Reproduce every entry in the listing without alteration.

******

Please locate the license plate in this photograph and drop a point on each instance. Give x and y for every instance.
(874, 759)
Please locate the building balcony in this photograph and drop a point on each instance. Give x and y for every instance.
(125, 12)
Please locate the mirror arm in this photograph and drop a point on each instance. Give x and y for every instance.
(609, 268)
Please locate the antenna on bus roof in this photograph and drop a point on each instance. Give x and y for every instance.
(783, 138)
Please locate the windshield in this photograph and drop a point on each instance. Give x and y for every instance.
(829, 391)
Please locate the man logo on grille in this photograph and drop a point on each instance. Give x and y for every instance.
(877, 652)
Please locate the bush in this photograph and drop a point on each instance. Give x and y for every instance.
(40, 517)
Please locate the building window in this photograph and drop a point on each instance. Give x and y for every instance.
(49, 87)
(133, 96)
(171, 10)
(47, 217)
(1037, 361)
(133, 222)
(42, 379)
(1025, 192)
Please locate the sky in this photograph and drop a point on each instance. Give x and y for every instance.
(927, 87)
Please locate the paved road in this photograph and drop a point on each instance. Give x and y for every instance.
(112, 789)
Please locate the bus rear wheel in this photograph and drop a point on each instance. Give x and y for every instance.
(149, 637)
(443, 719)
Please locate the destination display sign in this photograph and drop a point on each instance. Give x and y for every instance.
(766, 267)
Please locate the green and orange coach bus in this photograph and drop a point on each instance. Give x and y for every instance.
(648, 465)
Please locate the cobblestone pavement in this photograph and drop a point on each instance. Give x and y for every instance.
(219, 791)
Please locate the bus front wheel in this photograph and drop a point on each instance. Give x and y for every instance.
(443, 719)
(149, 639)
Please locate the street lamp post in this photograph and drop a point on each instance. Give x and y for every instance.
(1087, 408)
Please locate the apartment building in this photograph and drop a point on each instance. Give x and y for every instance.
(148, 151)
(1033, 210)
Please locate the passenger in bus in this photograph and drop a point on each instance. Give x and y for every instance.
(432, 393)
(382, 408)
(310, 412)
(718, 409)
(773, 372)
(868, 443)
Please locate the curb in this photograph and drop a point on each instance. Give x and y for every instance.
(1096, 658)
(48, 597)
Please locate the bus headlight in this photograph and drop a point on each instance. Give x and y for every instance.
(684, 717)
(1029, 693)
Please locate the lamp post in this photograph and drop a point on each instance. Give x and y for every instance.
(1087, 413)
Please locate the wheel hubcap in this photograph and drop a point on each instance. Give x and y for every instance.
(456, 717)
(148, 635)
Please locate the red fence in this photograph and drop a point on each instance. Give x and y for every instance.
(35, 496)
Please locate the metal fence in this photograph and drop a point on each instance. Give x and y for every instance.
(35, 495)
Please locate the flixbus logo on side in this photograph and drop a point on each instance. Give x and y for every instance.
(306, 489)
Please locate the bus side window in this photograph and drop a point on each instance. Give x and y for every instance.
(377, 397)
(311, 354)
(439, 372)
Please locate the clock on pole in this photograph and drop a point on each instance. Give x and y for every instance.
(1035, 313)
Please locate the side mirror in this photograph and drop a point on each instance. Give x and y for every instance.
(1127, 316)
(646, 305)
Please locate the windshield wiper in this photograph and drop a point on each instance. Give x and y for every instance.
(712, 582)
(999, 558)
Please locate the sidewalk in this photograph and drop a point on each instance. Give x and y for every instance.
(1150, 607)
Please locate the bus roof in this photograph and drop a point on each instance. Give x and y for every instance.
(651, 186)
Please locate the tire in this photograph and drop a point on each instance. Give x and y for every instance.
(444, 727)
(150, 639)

******

The solution:
Please locate the license plate in this photograph and drop a point on each instance. Give x and y for every instance.
(874, 759)
Please locate the building balcony in this photograph and drop a point on each instance. Give x and y for every instance.
(125, 12)
Please locate the mirror arm in this photograph and drop a point on each instance. Give x and y for every instance.
(609, 268)
Please locate the antenna on bus roof in this photograph and drop a point on each instance. Give x and y for every instance.
(783, 138)
Please locate the windshield in this photograph and drop a point on each instance. Give x and y for every instance.
(829, 391)
Please locate the man logo on grille in this photograph and drop a point on each instance. Give x and y for every instance.
(877, 652)
Please locate the bush in this photograph and drop a point on each instance. Give x and y for every instance.
(40, 517)
Please locate the building window in this photograph and drop a point on each instance. Give x and y for every instance.
(49, 87)
(133, 96)
(171, 10)
(47, 217)
(1037, 361)
(133, 222)
(42, 379)
(1025, 192)
Please locate the sky in this photograph and drop a point on each instance. Give x and y for every instance.
(927, 87)
Please locate the paved road in this photograph and drop a point on each instance. Give x and y for every instance.
(112, 789)
Please locate the bus rear wheel in this photograph and drop a point on each instance. Give x and y for every instance.
(149, 637)
(443, 719)
Please locate the destination display sign in this photograph and drop a point on each instance. Give x and y for every instance.
(766, 267)
Please locate the green and orange coach bus in this photograph and drop a point on each instance. Give x and y for every instance.
(648, 465)
Please locate the cobblestone pavement in this photograph and drop a point on each instance. Give x and y for every instance.
(219, 791)
Please locate the bus front wheel in this photograph and drop a point on each instance. Give x and y for every instance.
(443, 719)
(149, 639)
Please locate the street lamp post in this photograph and drop a point on each instance. Give x and y for every instance.
(1087, 408)
Please locate the apartment building in this photograph and drop a point on each instance. Give x and y for every instance.
(148, 151)
(1033, 210)
Please locate the passenger in bus in this photograph and drop a point on each instance. Give x and y for every instance.
(432, 393)
(382, 408)
(310, 412)
(718, 409)
(773, 372)
(868, 443)
Please locate the curb in this photograph and drop a point on each instance. Give x and y for every instance.
(1096, 658)
(48, 597)
Please locate the bus headlight in this photograph and drop a point on each instance. Give x and y for every instance.
(684, 717)
(1029, 693)
Please locate the lamp post in this photograph and drop a point on each instance. Give x and y for every instance.
(1087, 413)
Please locate the wheel hubcap in this photograph and drop a point on each instance. Give x and y for every instance.
(456, 717)
(148, 635)
Please locate the red fence in this photograph and drop a point on each instance. Give x and y for every instance.
(35, 496)
Please locate the metal fence in this photograph and drop a point on each instance. Give x and y for every instance.
(35, 495)
Please locate the flixbus logo on side in this photograph and drop a point on each instance. Give x and y for every instance.
(306, 489)
Please locate the bus side window in this photograph and drop a point on each instance. Give x and y for every instance.
(377, 397)
(311, 354)
(439, 372)
Please locate the clock on pole in this photograph and drop a point on each instance. Give x and y for every instance.
(1035, 313)
Please locate the side mirror in this photograph and drop a point on each instance. Give x and y for every instance.
(1127, 316)
(646, 305)
Please locate the windshield wiper in this photograph and drop a point on each instance. Give x and y for every instance.
(712, 582)
(999, 558)
Please locate the sidewalk in this photograph and drop a point on each instance. Give x and y for every instance.
(1150, 607)
Please locate the bus roof in this photograph and drop a point on each instance. Give x and y for every instance.
(651, 186)
Please locate the tire in this photograph and drop a point on each instance. Give x and y for every instance.
(444, 727)
(150, 639)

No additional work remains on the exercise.